- [Tarefas do exercício]:
**A.** Enumere todos os países mencionados no acórdão sobre o acidente de trabalho.
**B.** Retome o acórdão sobre o acidente de trabalho imediatamente após a última frase apresentada.

=== Excerto de origem ===

Acórdão nº 0616620 de Court of Appeal of Porto (Portugal), 31 de Janeiro de 2007

Data31 Janeiro 2007
ÓrgãoCourt of Appeal of Porto (Portugal)

Acordam no Tribunal da Relação do Porto: B………. e C………., nascidos e residentes no Brasil, doutamente patrocinados pela Sr.ª Procuradora da República, deduziram contra Companhia de Seguros X………., S.A. e contra D………., Ld.ª acção declarativa, com processo especial, emergente de acidente de trabalho, pedindo que se condene as RR. a pagar aos AA. o capital de remição das pensões a que se julgam com direito, a R. seguradora o subsídio de funeral com trasladação, sendo todas as quantias acrescidas de juros de mora, desde o vencimento até integral pagamento, à taxa anual de 4%.

Alegam para tanto, e em síntese, que no dia 2003-10-30 o sinistrado, seu filho, E………., sofreu um acidente de viação, mortal, em consequência de despiste quando, tendo a categoria profissional de motorista de veículos pesados de mercadorias e auferindo a retribuição anual de € 11.456,48, circulava na estrada Madrid-Irun, em Espanha, conduzindo um veículo articulado de mercadorias, em cumprimento de ordens da entidade empregadora, ora 2.ª R., a qual havia transferido a sua responsabilidade infortunística para a 1.ª R. através de contrato de seguro, pela retribuição anual de € 6.857,48. Mais alegam que o sinistrado, também cidadão brasileiro, tinha emigrado para Portugal e contribuía regularmente para o sustendo dos AA., naturais e residentes no Brasil, que dele necessitavam por falta de recursos económicos próprios.

=== Material fornecido ===

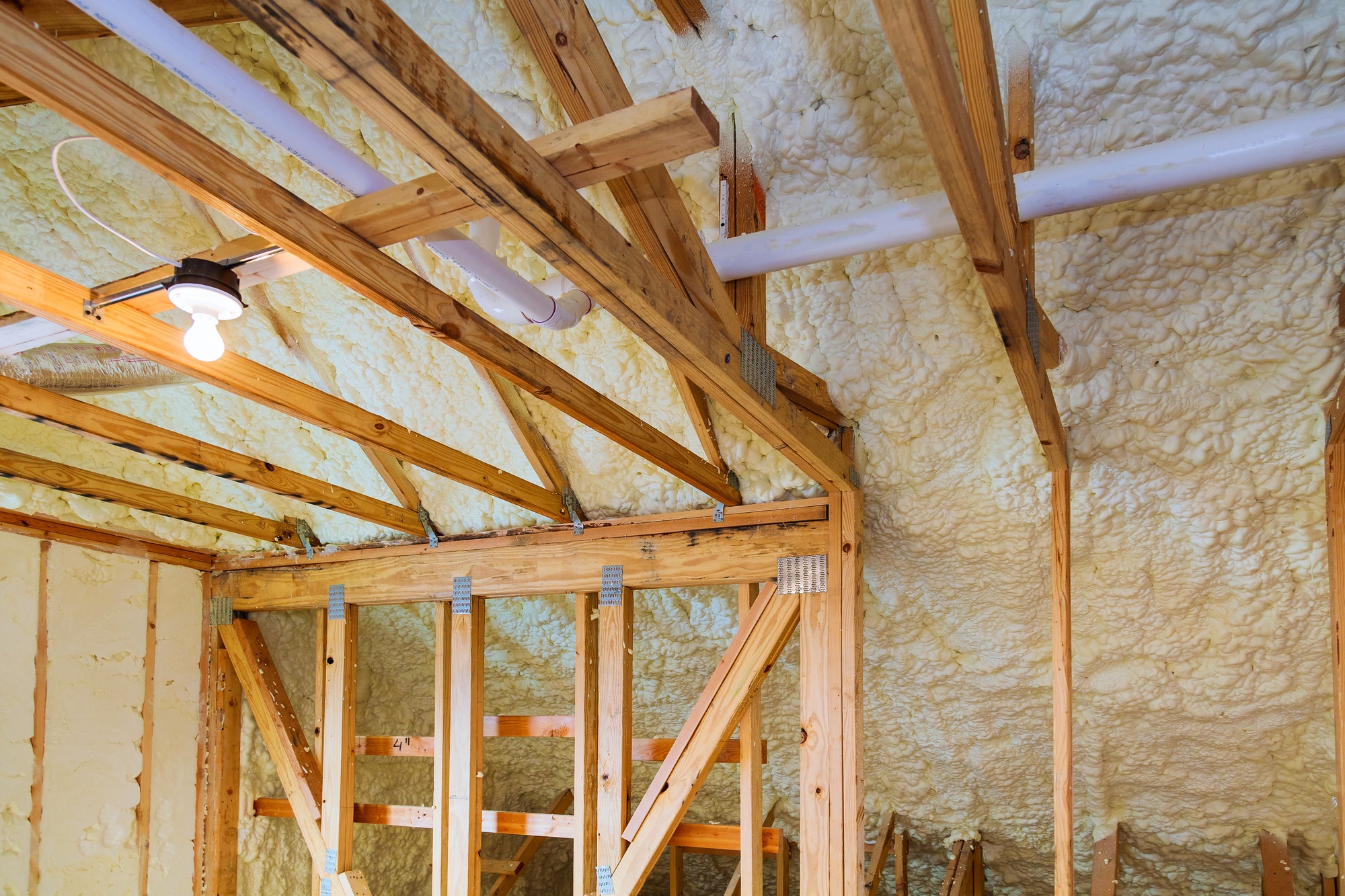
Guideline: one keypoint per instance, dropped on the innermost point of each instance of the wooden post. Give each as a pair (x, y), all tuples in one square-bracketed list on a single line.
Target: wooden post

===

- [Respostas por tarefa]:
**A.** Portugal, Brasil, Espanha

**B.**
Contestou a 1.ª R., alegando que o acidente ocorreu por negligência grosseira e exclusiva do sinistrado, pois este conduzia a 90 kms/hora quando a velocidade máxima prevista era 60 kms/hora e porque ele não usava cinto de segurança e alegando ainda que o mesmo sinistrado não contribuía com regularidade para o sustento dos seus pais, ora AA.

Contestou a 2.ª R., alegando assumir as consequências do acidente no que respeita à parte da retribuição não transferida para a 1.ª R. e, quanto ao mais, contesta por impugnação.

Foi proferido despacho saneador, assentes os factos considerados provados e elaborada a base instrutória, sem reclamações.

Realizado o julgamento e proferida sentença, foram as RR. condenadas no pedido.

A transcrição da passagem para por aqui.